### [WHAT TO WORK ON]
Using the data below, work out how many lines contain "cake", and report only that number.

### [RECORDS PROVIDED]
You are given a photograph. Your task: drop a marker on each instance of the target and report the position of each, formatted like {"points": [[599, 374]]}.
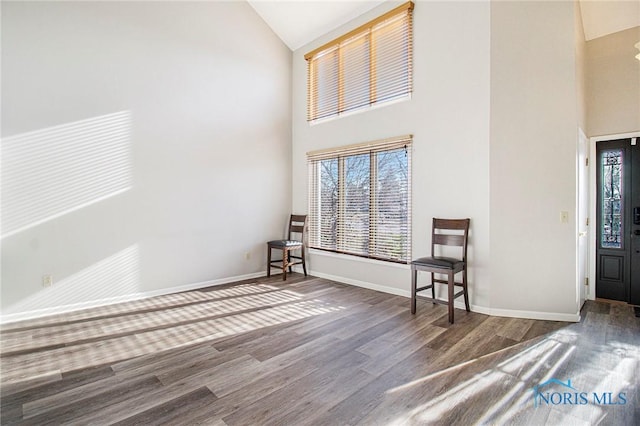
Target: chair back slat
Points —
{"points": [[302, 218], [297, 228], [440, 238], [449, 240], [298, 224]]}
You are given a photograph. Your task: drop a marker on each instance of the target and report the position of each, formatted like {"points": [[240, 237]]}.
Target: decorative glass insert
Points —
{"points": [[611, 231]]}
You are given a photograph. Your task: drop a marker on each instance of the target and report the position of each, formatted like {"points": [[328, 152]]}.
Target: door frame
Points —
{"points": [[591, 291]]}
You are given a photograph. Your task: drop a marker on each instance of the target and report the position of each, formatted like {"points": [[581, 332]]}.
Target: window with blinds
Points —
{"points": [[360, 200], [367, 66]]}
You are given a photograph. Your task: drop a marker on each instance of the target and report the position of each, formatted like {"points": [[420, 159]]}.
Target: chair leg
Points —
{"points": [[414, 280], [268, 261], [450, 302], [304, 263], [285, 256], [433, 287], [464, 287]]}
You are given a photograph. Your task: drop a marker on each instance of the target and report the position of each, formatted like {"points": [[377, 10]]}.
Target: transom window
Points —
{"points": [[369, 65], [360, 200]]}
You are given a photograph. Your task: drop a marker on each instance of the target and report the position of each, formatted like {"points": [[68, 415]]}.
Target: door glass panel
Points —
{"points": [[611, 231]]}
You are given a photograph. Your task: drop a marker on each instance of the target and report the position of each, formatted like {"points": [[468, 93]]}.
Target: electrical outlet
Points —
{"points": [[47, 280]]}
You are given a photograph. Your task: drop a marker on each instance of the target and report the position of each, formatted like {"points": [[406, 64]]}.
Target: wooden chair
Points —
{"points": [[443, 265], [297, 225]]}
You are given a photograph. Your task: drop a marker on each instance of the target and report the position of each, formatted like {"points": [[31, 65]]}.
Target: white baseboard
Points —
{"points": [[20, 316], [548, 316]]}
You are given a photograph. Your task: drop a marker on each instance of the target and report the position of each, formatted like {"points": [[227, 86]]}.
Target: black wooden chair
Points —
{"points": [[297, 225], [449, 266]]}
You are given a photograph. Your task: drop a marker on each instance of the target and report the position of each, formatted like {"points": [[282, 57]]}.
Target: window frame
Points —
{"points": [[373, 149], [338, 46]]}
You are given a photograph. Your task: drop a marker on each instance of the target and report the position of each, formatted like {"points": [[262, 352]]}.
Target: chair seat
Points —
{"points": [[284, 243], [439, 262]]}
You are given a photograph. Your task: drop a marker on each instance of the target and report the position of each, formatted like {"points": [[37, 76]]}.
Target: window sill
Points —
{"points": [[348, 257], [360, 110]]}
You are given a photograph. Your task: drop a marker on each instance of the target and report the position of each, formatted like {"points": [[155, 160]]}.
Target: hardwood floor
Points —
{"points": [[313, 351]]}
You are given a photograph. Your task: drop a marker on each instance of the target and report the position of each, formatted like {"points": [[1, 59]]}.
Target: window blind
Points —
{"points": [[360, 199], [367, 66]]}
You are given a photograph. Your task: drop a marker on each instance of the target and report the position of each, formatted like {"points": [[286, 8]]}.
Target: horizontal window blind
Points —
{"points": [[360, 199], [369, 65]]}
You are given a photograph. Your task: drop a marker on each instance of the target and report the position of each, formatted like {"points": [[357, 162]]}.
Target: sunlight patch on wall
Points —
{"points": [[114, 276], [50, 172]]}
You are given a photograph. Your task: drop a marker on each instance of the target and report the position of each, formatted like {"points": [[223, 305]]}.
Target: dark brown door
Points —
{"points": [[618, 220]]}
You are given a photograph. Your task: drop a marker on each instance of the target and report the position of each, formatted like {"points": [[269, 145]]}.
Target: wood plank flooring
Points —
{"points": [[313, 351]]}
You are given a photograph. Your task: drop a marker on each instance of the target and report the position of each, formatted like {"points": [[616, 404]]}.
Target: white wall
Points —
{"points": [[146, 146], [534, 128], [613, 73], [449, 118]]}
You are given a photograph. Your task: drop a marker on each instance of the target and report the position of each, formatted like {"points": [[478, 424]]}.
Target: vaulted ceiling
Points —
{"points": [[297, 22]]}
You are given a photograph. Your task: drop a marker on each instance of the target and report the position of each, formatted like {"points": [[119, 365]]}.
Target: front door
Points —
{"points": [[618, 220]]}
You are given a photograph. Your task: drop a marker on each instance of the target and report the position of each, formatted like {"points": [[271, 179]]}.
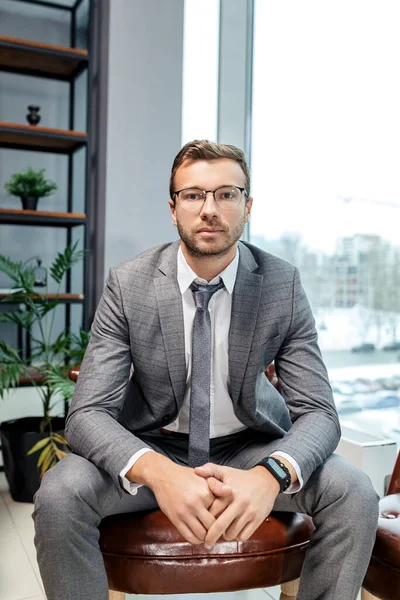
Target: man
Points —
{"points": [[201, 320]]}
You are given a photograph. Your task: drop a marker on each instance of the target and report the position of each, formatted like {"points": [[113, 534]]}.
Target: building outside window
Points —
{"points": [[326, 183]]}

---

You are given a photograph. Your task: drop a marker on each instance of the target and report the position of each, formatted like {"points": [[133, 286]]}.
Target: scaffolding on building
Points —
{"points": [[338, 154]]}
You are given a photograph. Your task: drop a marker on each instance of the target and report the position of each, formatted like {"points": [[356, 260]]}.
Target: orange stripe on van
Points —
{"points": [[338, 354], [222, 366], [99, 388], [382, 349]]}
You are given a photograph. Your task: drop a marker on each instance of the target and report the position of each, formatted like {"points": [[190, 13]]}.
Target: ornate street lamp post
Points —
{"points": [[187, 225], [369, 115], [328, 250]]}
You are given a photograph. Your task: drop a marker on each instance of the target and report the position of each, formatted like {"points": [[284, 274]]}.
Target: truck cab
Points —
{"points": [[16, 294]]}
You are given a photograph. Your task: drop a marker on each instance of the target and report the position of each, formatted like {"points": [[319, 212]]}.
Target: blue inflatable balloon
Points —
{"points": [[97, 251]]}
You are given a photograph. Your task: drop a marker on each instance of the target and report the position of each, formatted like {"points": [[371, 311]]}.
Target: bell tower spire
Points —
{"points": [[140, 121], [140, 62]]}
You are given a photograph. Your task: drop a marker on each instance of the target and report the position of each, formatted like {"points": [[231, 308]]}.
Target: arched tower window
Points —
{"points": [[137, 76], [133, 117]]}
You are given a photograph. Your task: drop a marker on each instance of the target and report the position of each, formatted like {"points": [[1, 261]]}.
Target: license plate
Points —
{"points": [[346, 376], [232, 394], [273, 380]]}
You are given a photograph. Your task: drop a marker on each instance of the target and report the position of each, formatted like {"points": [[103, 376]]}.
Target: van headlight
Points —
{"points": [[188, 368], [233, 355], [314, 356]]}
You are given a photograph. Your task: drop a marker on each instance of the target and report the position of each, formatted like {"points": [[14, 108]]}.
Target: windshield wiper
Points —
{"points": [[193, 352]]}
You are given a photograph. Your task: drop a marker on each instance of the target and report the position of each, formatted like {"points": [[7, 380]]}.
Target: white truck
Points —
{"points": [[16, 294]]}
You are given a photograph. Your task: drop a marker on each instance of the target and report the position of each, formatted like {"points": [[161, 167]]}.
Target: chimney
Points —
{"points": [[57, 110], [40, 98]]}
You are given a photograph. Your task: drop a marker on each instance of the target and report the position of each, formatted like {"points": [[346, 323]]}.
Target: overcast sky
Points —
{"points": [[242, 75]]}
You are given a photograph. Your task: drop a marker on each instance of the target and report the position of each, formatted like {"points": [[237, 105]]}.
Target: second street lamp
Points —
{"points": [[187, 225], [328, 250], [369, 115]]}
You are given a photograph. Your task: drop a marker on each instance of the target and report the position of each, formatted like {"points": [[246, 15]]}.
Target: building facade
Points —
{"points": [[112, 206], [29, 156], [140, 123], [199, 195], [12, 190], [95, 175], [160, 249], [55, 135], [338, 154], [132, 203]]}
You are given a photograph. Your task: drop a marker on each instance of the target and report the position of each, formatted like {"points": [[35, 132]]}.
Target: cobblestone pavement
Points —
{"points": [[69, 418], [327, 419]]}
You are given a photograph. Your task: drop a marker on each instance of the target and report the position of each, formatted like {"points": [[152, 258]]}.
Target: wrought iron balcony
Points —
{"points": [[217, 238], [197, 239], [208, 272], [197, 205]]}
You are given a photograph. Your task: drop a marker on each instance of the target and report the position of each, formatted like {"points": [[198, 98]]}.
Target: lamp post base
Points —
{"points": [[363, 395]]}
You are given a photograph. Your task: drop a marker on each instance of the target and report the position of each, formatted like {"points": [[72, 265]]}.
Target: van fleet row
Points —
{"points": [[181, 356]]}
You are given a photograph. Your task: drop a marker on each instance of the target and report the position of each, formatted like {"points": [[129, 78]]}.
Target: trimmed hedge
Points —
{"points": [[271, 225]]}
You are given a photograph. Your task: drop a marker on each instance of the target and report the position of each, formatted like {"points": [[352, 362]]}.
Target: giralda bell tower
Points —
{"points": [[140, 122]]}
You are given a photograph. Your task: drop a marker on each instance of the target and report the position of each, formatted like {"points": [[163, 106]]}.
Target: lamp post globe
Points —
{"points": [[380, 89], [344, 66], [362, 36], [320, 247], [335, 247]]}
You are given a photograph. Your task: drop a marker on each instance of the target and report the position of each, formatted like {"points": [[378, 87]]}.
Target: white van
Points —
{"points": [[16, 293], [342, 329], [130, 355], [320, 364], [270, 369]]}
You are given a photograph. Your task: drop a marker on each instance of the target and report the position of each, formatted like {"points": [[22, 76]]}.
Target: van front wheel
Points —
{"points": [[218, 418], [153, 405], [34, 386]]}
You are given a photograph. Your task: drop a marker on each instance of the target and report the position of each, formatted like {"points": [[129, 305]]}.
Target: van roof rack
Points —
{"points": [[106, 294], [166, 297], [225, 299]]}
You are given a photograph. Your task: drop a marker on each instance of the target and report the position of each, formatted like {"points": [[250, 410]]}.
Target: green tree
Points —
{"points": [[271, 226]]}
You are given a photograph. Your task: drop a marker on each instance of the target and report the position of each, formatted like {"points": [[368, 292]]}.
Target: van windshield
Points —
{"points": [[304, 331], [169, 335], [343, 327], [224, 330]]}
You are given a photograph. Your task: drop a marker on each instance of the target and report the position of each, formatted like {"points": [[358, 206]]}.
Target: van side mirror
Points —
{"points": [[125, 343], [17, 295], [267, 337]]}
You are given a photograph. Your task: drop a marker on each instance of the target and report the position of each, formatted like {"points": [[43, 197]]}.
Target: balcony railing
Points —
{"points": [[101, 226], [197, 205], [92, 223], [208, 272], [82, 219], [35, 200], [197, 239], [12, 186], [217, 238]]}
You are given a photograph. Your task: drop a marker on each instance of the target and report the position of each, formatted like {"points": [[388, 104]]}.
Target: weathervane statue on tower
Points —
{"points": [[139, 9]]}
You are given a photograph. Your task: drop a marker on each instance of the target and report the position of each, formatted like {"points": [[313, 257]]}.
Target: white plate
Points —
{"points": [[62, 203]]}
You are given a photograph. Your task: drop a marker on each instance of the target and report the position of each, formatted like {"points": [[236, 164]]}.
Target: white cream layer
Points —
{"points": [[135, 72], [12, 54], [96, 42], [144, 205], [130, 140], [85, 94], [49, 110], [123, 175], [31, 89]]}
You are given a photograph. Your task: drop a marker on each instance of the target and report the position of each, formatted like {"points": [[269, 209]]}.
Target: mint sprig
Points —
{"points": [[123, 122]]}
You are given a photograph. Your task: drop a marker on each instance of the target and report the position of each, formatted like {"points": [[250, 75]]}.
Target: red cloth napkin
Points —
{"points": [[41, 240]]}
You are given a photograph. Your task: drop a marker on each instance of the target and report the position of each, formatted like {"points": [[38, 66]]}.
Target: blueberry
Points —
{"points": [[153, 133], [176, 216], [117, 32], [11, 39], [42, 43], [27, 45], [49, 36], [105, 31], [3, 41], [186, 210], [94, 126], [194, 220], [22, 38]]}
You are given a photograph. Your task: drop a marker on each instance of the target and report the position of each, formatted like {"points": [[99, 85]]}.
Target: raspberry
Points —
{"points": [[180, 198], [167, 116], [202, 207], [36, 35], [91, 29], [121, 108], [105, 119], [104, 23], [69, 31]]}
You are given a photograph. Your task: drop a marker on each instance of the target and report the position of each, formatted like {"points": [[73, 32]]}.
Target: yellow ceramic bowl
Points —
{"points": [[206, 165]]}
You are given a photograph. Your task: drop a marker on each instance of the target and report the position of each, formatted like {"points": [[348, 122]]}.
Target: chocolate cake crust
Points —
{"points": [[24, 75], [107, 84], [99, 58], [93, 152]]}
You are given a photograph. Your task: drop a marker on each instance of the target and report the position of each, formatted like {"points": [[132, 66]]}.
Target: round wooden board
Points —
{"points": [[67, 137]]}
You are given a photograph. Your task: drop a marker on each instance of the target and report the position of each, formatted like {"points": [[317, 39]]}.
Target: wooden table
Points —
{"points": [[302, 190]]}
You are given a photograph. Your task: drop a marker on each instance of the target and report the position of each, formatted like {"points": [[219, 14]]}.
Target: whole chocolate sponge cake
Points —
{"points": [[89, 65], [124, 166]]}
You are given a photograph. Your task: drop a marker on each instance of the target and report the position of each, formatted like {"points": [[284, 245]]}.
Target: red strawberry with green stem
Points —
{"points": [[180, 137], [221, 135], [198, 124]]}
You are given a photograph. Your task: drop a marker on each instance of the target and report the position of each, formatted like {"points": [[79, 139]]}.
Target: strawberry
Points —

### [WRITTEN RESPONSE]
2